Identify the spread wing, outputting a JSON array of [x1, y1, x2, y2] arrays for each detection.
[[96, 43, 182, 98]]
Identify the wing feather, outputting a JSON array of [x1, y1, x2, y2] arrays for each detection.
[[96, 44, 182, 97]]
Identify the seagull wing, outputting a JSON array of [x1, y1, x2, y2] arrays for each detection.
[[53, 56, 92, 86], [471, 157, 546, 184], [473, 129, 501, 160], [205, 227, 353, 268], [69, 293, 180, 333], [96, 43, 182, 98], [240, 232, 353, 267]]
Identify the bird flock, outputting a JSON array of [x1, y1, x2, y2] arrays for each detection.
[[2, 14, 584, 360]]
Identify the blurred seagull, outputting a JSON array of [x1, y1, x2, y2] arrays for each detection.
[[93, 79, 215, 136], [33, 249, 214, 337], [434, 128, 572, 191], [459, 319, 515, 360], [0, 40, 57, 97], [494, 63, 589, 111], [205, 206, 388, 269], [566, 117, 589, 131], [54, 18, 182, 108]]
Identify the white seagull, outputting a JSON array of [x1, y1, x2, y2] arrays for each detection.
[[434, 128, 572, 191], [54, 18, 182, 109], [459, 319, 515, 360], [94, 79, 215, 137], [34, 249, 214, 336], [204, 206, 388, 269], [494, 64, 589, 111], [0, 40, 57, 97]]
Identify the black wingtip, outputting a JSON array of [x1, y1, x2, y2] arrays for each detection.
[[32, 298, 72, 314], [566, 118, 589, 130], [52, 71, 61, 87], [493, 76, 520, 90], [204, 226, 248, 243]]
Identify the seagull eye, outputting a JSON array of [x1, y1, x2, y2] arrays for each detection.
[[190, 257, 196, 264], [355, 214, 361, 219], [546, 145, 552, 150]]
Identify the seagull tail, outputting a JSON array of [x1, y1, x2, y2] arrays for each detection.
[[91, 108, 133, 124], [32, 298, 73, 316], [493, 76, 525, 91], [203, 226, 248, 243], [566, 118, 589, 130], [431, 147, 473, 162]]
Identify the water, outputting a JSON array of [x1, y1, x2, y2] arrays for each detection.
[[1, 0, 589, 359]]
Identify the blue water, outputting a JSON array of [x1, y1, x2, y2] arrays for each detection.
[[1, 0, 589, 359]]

==*==

■ **Exercise brief**
Go through the listing and print each line exactly as it appears.

■ **Final answer**
Identify the spread wing, outputting a JSON array of [x1, y1, x2, y2] arrays for each detection.
[[96, 43, 182, 98]]
Identify the wing feather, outputting a JSON array of [x1, y1, x2, y2] arrays for each detection.
[[96, 44, 182, 97]]
Identify the seagull wing, outputting a JSON array of [x1, y1, x2, y2] arrays for each detection.
[[53, 56, 92, 86], [471, 157, 546, 184], [473, 129, 501, 160], [205, 227, 353, 268], [69, 293, 180, 333], [96, 43, 182, 98], [240, 232, 353, 267]]
Identify the bird flock, outputting a JSON array of [x1, y1, x2, y2] arrays for each detection.
[[2, 14, 584, 360]]
Identify the blurred seagull, outputting a JSON array of [x1, y1, x2, y2] arrays for each detection.
[[93, 79, 215, 136], [33, 249, 214, 337], [434, 128, 572, 191], [459, 319, 515, 360], [0, 40, 57, 97], [494, 63, 589, 111], [205, 206, 388, 269], [566, 117, 589, 131], [54, 18, 182, 108]]
Identify the white seagull, outputting a JSON array of [x1, y1, x2, y2] arrays for each detection.
[[434, 128, 572, 191], [54, 18, 182, 109], [459, 319, 515, 360], [94, 79, 215, 137], [34, 249, 214, 336], [204, 206, 388, 269], [494, 64, 589, 111], [0, 40, 57, 97]]
Identify the black wingtip, outputting a JSON array of [x1, y1, x2, y2] arrays for each detection.
[[32, 298, 72, 314], [566, 118, 589, 130], [52, 71, 61, 87], [493, 76, 520, 90], [204, 226, 248, 243]]
Identify the seagull eye, outputting a JSON array of [x1, y1, x2, y2] arrays for each detection.
[[190, 257, 196, 264], [355, 214, 361, 219], [546, 145, 552, 150]]
Identify the seagull tail, outputting a JSON array of [x1, y1, x2, y2] arrays for each detection.
[[91, 108, 133, 124], [32, 298, 73, 316], [493, 76, 525, 91], [203, 226, 248, 243], [566, 118, 589, 130], [431, 147, 473, 162]]
Identify the water, outputting a JSON array of [x1, y1, x2, y2] arrays for each detection.
[[1, 0, 589, 359]]
Identify the blue water, outputting a JSON array of [x1, y1, x2, y2] arrays for each detection.
[[1, 0, 589, 359]]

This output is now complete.